WRITTEN REQUEST:
Please turn all of the material below into a Markdown table with the columns Row and Line, giving each line its own numbered row. Leave out blank lines and pictures.

SOURCE RECORDS:
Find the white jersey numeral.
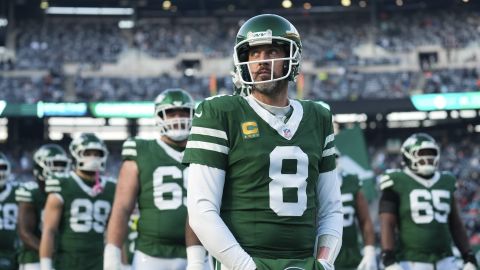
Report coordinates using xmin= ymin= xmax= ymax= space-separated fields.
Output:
xmin=0 ymin=203 xmax=18 ymax=231
xmin=410 ymin=189 xmax=450 ymax=224
xmin=153 ymin=166 xmax=188 ymax=210
xmin=70 ymin=199 xmax=111 ymax=233
xmin=268 ymin=146 xmax=308 ymax=216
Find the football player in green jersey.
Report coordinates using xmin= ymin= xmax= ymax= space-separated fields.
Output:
xmin=104 ymin=89 xmax=206 ymax=270
xmin=40 ymin=133 xmax=115 ymax=270
xmin=0 ymin=152 xmax=18 ymax=270
xmin=379 ymin=133 xmax=477 ymax=270
xmin=183 ymin=14 xmax=343 ymax=270
xmin=335 ymin=150 xmax=377 ymax=270
xmin=15 ymin=144 xmax=70 ymax=270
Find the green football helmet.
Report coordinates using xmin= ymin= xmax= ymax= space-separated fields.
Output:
xmin=0 ymin=152 xmax=12 ymax=188
xmin=233 ymin=14 xmax=302 ymax=88
xmin=33 ymin=144 xmax=70 ymax=181
xmin=400 ymin=133 xmax=440 ymax=177
xmin=69 ymin=133 xmax=108 ymax=172
xmin=155 ymin=89 xmax=195 ymax=141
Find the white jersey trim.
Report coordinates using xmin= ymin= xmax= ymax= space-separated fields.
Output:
xmin=122 ymin=149 xmax=137 ymax=156
xmin=70 ymin=171 xmax=107 ymax=197
xmin=187 ymin=141 xmax=230 ymax=155
xmin=0 ymin=182 xmax=12 ymax=201
xmin=190 ymin=127 xmax=228 ymax=141
xmin=157 ymin=139 xmax=184 ymax=162
xmin=245 ymin=95 xmax=303 ymax=140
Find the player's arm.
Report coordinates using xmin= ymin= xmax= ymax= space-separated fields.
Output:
xmin=379 ymin=188 xmax=400 ymax=269
xmin=355 ymin=190 xmax=377 ymax=269
xmin=104 ymin=160 xmax=139 ymax=270
xmin=315 ymin=169 xmax=343 ymax=268
xmin=17 ymin=202 xmax=40 ymax=250
xmin=187 ymin=163 xmax=256 ymax=270
xmin=40 ymin=193 xmax=63 ymax=270
xmin=185 ymin=216 xmax=206 ymax=270
xmin=448 ymin=195 xmax=478 ymax=269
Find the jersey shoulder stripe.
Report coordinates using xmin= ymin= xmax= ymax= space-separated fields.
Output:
xmin=183 ymin=96 xmax=237 ymax=169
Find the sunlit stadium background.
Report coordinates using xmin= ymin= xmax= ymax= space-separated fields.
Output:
xmin=0 ymin=0 xmax=480 ymax=258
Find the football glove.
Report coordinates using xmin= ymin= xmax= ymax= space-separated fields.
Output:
xmin=40 ymin=257 xmax=53 ymax=270
xmin=357 ymin=246 xmax=377 ymax=270
xmin=462 ymin=250 xmax=478 ymax=270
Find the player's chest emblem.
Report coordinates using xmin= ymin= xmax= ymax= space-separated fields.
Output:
xmin=241 ymin=121 xmax=260 ymax=139
xmin=282 ymin=126 xmax=292 ymax=139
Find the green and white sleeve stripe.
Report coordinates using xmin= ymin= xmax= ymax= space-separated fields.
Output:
xmin=183 ymin=126 xmax=230 ymax=169
xmin=380 ymin=175 xmax=394 ymax=190
xmin=15 ymin=188 xmax=33 ymax=202
xmin=45 ymin=179 xmax=62 ymax=193
xmin=122 ymin=140 xmax=137 ymax=160
xmin=322 ymin=134 xmax=335 ymax=157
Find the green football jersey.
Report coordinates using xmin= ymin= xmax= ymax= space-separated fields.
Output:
xmin=335 ymin=173 xmax=362 ymax=270
xmin=45 ymin=172 xmax=115 ymax=269
xmin=15 ymin=181 xmax=47 ymax=264
xmin=0 ymin=181 xmax=18 ymax=269
xmin=122 ymin=139 xmax=188 ymax=258
xmin=184 ymin=96 xmax=335 ymax=259
xmin=380 ymin=169 xmax=455 ymax=262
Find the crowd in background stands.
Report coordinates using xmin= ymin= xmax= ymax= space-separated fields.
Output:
xmin=369 ymin=134 xmax=480 ymax=246
xmin=10 ymin=11 xmax=480 ymax=69
xmin=0 ymin=11 xmax=480 ymax=103
xmin=0 ymin=68 xmax=480 ymax=103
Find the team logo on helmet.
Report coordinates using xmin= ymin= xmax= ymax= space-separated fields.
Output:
xmin=69 ymin=133 xmax=108 ymax=172
xmin=401 ymin=133 xmax=440 ymax=177
xmin=232 ymin=14 xmax=302 ymax=89
xmin=33 ymin=144 xmax=70 ymax=181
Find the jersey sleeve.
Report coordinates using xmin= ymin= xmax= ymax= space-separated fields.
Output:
xmin=122 ymin=138 xmax=138 ymax=161
xmin=317 ymin=105 xmax=336 ymax=173
xmin=15 ymin=182 xmax=38 ymax=203
xmin=183 ymin=97 xmax=230 ymax=170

COMPLETE OUTPUT:
| Row | Line |
|---|---|
| 1 | Find the white jersey numeral. |
| 2 | Report coordinates using xmin= ymin= xmax= ymax= space-separated fields. |
| 3 | Output: |
| 4 | xmin=0 ymin=203 xmax=18 ymax=231 |
| 5 | xmin=410 ymin=189 xmax=450 ymax=224 |
| 6 | xmin=153 ymin=166 xmax=188 ymax=210 |
| 7 | xmin=70 ymin=199 xmax=111 ymax=233 |
| 8 | xmin=268 ymin=146 xmax=308 ymax=216 |
| 9 | Find the football player in green jersey. |
| 10 | Report coordinates using xmin= ymin= xmax= ymax= space-separated fields. |
| 11 | Output: |
| 12 | xmin=104 ymin=89 xmax=206 ymax=270 |
| 13 | xmin=40 ymin=133 xmax=115 ymax=270 |
| 14 | xmin=0 ymin=152 xmax=18 ymax=270 |
| 15 | xmin=379 ymin=133 xmax=477 ymax=270 |
| 16 | xmin=183 ymin=14 xmax=343 ymax=270 |
| 17 | xmin=335 ymin=150 xmax=377 ymax=270 |
| 18 | xmin=15 ymin=144 xmax=70 ymax=270 |
| 19 | Find the green football helmet. |
| 20 | Report coordinates using xmin= ymin= xmax= ymax= space-separated fields. |
| 21 | Output: |
| 22 | xmin=0 ymin=152 xmax=12 ymax=188 |
| 23 | xmin=233 ymin=14 xmax=302 ymax=88 |
| 24 | xmin=33 ymin=144 xmax=70 ymax=181 |
| 25 | xmin=400 ymin=133 xmax=440 ymax=177 |
| 26 | xmin=69 ymin=133 xmax=108 ymax=172 |
| 27 | xmin=155 ymin=89 xmax=195 ymax=141 |
| 28 | Find the white jersey trim. |
| 29 | Report coordinates using xmin= ymin= xmax= ymax= space-separated fields. |
| 30 | Output: |
| 31 | xmin=122 ymin=149 xmax=137 ymax=156 |
| 32 | xmin=70 ymin=171 xmax=107 ymax=197 |
| 33 | xmin=187 ymin=141 xmax=230 ymax=155 |
| 34 | xmin=0 ymin=182 xmax=12 ymax=201 |
| 35 | xmin=190 ymin=127 xmax=228 ymax=141 |
| 36 | xmin=157 ymin=139 xmax=184 ymax=162 |
| 37 | xmin=245 ymin=95 xmax=303 ymax=140 |
| 38 | Find the player's arm. |
| 39 | Report coordinates using xmin= ymin= xmax= ymax= space-separated fields. |
| 40 | Output: |
| 41 | xmin=379 ymin=188 xmax=400 ymax=269 |
| 42 | xmin=355 ymin=190 xmax=377 ymax=269 |
| 43 | xmin=104 ymin=160 xmax=139 ymax=270 |
| 44 | xmin=315 ymin=169 xmax=343 ymax=268 |
| 45 | xmin=17 ymin=202 xmax=40 ymax=250 |
| 46 | xmin=187 ymin=163 xmax=256 ymax=270 |
| 47 | xmin=40 ymin=193 xmax=63 ymax=270 |
| 48 | xmin=185 ymin=216 xmax=206 ymax=270 |
| 49 | xmin=448 ymin=195 xmax=478 ymax=269 |
| 50 | Find the jersey shoulder stripe. |
| 51 | Report coordinates using xmin= ymin= xmax= ymax= space-separated fields. |
| 52 | Output: |
| 53 | xmin=183 ymin=96 xmax=237 ymax=169 |
| 54 | Find the sunlit stadium background. |
| 55 | Report coordinates using xmin= ymin= xmax= ymax= space-separated fields. |
| 56 | Output: |
| 57 | xmin=0 ymin=0 xmax=480 ymax=258 |
| 58 | Find the football glove. |
| 59 | Report coordinates using xmin= ymin= xmax= ymax= space-separated fields. |
| 60 | Output: |
| 61 | xmin=40 ymin=257 xmax=53 ymax=270 |
| 62 | xmin=357 ymin=246 xmax=377 ymax=270 |
| 63 | xmin=462 ymin=250 xmax=478 ymax=270 |
| 64 | Find the player's chest emblem. |
| 65 | Report coordinates using xmin= ymin= xmax= ymax= space-separated fields. |
| 66 | Output: |
| 67 | xmin=241 ymin=121 xmax=260 ymax=139 |
| 68 | xmin=282 ymin=126 xmax=292 ymax=139 |
| 69 | Find the green and white sleeve stripe. |
| 70 | Report coordinates using xmin= ymin= xmax= ymax= space-separated fields. |
| 71 | Output: |
| 72 | xmin=183 ymin=126 xmax=230 ymax=169 |
| 73 | xmin=380 ymin=175 xmax=394 ymax=190 |
| 74 | xmin=15 ymin=188 xmax=33 ymax=202 |
| 75 | xmin=45 ymin=179 xmax=62 ymax=193 |
| 76 | xmin=122 ymin=140 xmax=137 ymax=160 |
| 77 | xmin=322 ymin=134 xmax=335 ymax=157 |
| 78 | Find the green football jersey. |
| 79 | Report coordinates using xmin= ymin= xmax= ymax= space-separated fields. |
| 80 | Output: |
| 81 | xmin=335 ymin=173 xmax=362 ymax=270 |
| 82 | xmin=45 ymin=172 xmax=115 ymax=269 |
| 83 | xmin=15 ymin=181 xmax=47 ymax=264 |
| 84 | xmin=0 ymin=181 xmax=18 ymax=269 |
| 85 | xmin=122 ymin=139 xmax=188 ymax=258 |
| 86 | xmin=184 ymin=96 xmax=335 ymax=259 |
| 87 | xmin=380 ymin=169 xmax=455 ymax=262 |
| 88 | Find the crowd in background stands. |
| 89 | Report coordinates using xmin= ymin= xmax= ymax= space-separated fields. |
| 90 | Output: |
| 91 | xmin=369 ymin=134 xmax=480 ymax=246 |
| 92 | xmin=10 ymin=11 xmax=480 ymax=69 |
| 93 | xmin=0 ymin=11 xmax=480 ymax=103 |
| 94 | xmin=0 ymin=68 xmax=480 ymax=103 |
| 95 | Find the team logo on helmet. |
| 96 | Report coordinates using xmin= ymin= xmax= ymax= space-separated fields. |
| 97 | Output: |
| 98 | xmin=69 ymin=133 xmax=108 ymax=172 |
| 99 | xmin=401 ymin=133 xmax=440 ymax=177 |
| 100 | xmin=232 ymin=14 xmax=302 ymax=89 |
| 101 | xmin=33 ymin=144 xmax=70 ymax=181 |
| 102 | Find the jersey sleeve. |
| 103 | Report coordinates using xmin= ymin= xmax= ymax= space-separated fields. |
| 104 | Output: |
| 105 | xmin=122 ymin=138 xmax=138 ymax=161 |
| 106 | xmin=317 ymin=105 xmax=336 ymax=173 |
| 107 | xmin=15 ymin=182 xmax=38 ymax=203 |
| 108 | xmin=183 ymin=97 xmax=230 ymax=170 |